» Instructions:
(1) Answer these questions from the goose jerky thread, one answer per line, marked like the questions.
(a) Which three flavors of the mountain jerky spices does Ty use?
(b) For how long and at what temperature does rainhunter leave the goose in the oven?
(c) What does quackattack say was done with the jerky after the cure was applied?
(2) Repeat the goose jerky thread from "You might want" up to and including "whole black pepper.".

» Document segment:
= = = = =

# Goose Jerky Recipes?



## Goose Guy350 (Nov 29, 2004)

Does anyone have a favorite goose jerky recipe or any goose jerky recipe that they think is worth sharing? I'm going try a few different ones this year and see what a I like.


----------



## quackattack (Sep 27, 2003)

We made goose and duck mixed jerky for the first time this year and I think it is the best jerky I have ever had. We used this stuff called Hi Moutain Jerky Cure that you can buy at pretty much any grocery or sporting good store. Heres what it looks like 
http://www.cabelas.com/cabelas/en/t...4&parentType=index&rid=&cmCat=MainCatcat20075
And then dehydrated it for a few hours and it turned out great!


----------



## DeltaBoy (Mar 4, 2004)

You might want to check with your local meat shop, they might have spices/mix for sale. They might even give you some advice, but not the secret mix. :lol:

Good Luck!


----------



## Ty (Mar 11, 2004)

I use the high montain spices as well. I use Original, Mesquite, and INFERNO. They are awesome.

I also marinate them for about 2 days and also add liquid smoke, worchestershire, and some whole black pepper.


----------



## djleye (Nov 14, 2002)

Do you guys grind up the meat and then add the high mountain, or is that more for the cut or shredded jerky???


----------



## rainhunter (Dec 16, 2004)

Here's what I do for moose or deer:

Equal parts soy sauce, worchester, and brown sugar, about 1/2 cup of each. Add a half cup of teriyaki if you like.
1 teaspoon garlic powder (not garlic salt).
2 tablespoons pepper.
1/4 cup olive oil.

Slice goose into fairly thin strips and marinade for at least an hour. Place in the oven hanging off the rack for about 10 hours at 175 degrees with the oven door open and the lower rack covered in foil to make clean-up easier. Adjust pepper as you like.


----------



## turkishgold11 (Oct 25, 2004)

Yeh the high mountian cure is the %*@#. I have been using it for about three years and will never go to anything else.


----------



## quackattack (Sep 27, 2003)

For our jerky with the high moutain when I shot the birds I just fillet each breast out "breasted them out" instead of the while ribcage so we just had a bunch of breasts that we cut into smaller pieces and then put the seasoning on them.


----------

= = = = =

» Data:
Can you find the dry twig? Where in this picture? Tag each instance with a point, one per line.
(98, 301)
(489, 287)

= = = = =

» Solution list:
(1)
(a) Original, Mesquite, and INFERNO.
(b) About 10 hours at 175 degrees.
(c) It was dehydrated for a few hours.

(2)
You might want to check with your local meat shop, they might have spices/mix for sale. They might even give you some advice, but not the secret mix. :lol:

Good Luck!


----------



## Ty (Mar 11, 2004)

I use the high montain spices as well. I use Original, Mesquite, and INFERNO. They are awesome.

I also marinate them for about 2 days and also add liquid smoke, worchestershire, and some whole black pepper.